## What is asked
Rewrite everything from the line containing "For accessibility purposes, please box every beech" down to the line containing "[185,0,214,303]", both included, and shift every bounding-box coordinate in those lines up by 80 while leaving all other wording unchanged.
'''
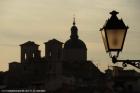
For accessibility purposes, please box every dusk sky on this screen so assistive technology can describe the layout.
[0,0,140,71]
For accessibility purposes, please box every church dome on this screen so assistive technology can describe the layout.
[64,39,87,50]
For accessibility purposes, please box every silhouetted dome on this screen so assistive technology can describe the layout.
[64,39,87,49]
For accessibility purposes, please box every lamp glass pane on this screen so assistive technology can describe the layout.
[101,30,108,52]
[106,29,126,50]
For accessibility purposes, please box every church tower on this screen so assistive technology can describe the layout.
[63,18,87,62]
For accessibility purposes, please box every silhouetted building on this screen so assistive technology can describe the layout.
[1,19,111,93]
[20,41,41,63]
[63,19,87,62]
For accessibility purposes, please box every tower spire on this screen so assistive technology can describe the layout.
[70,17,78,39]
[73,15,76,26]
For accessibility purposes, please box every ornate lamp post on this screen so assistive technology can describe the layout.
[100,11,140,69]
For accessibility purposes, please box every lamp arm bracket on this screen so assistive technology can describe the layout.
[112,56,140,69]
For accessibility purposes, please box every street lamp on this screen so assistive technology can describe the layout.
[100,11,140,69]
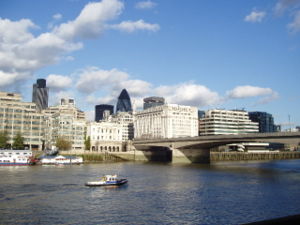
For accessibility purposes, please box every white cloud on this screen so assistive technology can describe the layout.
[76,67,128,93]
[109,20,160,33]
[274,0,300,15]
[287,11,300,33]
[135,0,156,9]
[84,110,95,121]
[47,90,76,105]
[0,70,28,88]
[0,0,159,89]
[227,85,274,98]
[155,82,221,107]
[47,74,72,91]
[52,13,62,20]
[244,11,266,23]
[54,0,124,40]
'''
'''
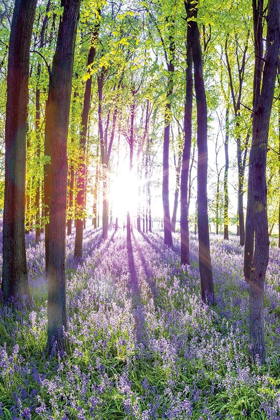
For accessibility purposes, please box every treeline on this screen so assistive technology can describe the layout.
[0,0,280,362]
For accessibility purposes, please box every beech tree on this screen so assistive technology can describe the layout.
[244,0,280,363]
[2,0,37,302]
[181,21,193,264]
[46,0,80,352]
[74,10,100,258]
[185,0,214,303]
'''
## Exercise answer
For accessibility purposes, please box every beech tree on this screen so assistive technology can describe the layout.
[324,80,360,443]
[82,80,117,382]
[261,101,273,344]
[126,80,160,432]
[154,90,180,338]
[265,80,294,383]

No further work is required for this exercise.